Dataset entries

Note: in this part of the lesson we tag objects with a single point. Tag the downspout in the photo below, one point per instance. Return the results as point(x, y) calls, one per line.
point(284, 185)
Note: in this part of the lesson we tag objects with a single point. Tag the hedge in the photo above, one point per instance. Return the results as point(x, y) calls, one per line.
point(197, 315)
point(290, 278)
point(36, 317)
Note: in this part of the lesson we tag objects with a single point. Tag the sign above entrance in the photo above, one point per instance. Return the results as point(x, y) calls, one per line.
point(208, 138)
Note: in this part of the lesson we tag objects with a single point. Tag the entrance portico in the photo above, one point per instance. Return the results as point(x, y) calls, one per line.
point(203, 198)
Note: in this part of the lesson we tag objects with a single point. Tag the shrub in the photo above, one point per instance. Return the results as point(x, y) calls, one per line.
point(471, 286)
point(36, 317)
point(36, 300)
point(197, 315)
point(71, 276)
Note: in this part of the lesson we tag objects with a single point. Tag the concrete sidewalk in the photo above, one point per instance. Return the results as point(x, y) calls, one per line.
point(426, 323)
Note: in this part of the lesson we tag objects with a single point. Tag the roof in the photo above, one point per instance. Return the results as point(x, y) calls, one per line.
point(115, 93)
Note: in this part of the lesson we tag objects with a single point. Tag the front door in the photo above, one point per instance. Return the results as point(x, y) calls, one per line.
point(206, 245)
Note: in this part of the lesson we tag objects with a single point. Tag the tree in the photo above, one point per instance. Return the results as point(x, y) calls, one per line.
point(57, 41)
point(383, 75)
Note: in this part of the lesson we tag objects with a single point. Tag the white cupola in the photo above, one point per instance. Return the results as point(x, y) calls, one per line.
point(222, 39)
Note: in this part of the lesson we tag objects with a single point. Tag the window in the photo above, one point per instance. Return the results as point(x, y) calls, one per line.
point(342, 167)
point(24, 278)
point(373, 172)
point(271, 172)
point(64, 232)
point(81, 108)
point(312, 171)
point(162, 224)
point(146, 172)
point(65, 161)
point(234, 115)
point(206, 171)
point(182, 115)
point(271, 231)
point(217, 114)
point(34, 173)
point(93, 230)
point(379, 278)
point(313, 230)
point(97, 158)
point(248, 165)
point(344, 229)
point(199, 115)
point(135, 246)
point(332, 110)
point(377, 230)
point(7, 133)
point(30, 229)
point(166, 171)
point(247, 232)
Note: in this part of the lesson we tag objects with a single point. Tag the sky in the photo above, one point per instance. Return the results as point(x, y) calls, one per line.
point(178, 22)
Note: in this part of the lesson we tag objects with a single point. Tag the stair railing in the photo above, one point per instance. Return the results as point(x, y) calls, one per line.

§ **EXERCISE DESCRIPTION**
Starting from the first line above, copy the data through to the last line exactly.

§ **ANSWER TO THIS PROBLEM**
Note: in this part of the lesson we tag objects with a single point. Tag the downspout in the photo below, one point per instance. Return the results as point(x, y) calls, one per line.
point(284, 185)
Note: in this part of the lesson we tag objects with a single point. Tag the hedge in the photo above, one point per instance. Return the results as point(x, y) calls, one per line.
point(197, 315)
point(290, 278)
point(36, 317)
Note: in this part of the lesson we tag objects with a single point. Tag the sign above entrance in the photo above, one point per instance. Return the results as point(x, y) calls, one per line.
point(208, 138)
Note: in this part of the lesson we tag objects with a single point. Tag the entrance portico in the photo above, one point per instance. Return the results as point(x, y) calls, one per line.
point(203, 198)
Note: in this part of the lesson we tag objects with a single point. Tag the shrub in the photo above, one point per instance. Return the results as point(x, y) calls, one per line.
point(471, 286)
point(36, 317)
point(36, 300)
point(197, 315)
point(71, 276)
Note: in this part of the lesson we tag objects with a single point. Tag the concrete sidewalk in the photo above, one point per instance. Return the results as point(x, y) calls, one per line.
point(426, 323)
Note: in this part of the lesson we tag objects with a single point. Tag the roof in the photo above, one point per instance. Return the results as point(x, y) calls, one per line.
point(115, 93)
Note: in this part of the lesson we tag objects with a single point. Tag the front door in the photo above, one point per instance. Return the results as point(x, y) calls, one per line.
point(206, 245)
Note: in this part of the lesson we tag objects with a single point. Tag the tree in the photo above, one point per instance. Return the results as point(x, y) calls, one per line.
point(57, 41)
point(383, 75)
Note: in this part of the lesson we tag objects with a single point. Tag the white cupola in the photo above, one point per instance. Return the results as point(x, y) calls, one per line.
point(222, 39)
Note: in this part of the lesson we tag objects with a single point. Tag the window in the photo above, one point per instance. Return the results as point(x, y) calls, one per line.
point(342, 167)
point(24, 278)
point(373, 172)
point(271, 172)
point(64, 232)
point(81, 108)
point(312, 171)
point(162, 224)
point(146, 172)
point(65, 161)
point(234, 115)
point(206, 171)
point(182, 115)
point(271, 231)
point(217, 114)
point(34, 173)
point(93, 230)
point(379, 278)
point(313, 230)
point(97, 158)
point(248, 165)
point(344, 229)
point(199, 115)
point(135, 246)
point(332, 110)
point(377, 230)
point(7, 133)
point(30, 229)
point(166, 171)
point(247, 232)
Note: in this part of the lesson we tag objects with a single point. Tag the sky in the photo above, one point per instance. Return the results as point(x, y) calls, one per line.
point(178, 22)
Note: in this part of the lesson we tag objects with a single point. Tag the stair railing in the photo above, one point per instance. Return the results as point(x, y) calls, one per line.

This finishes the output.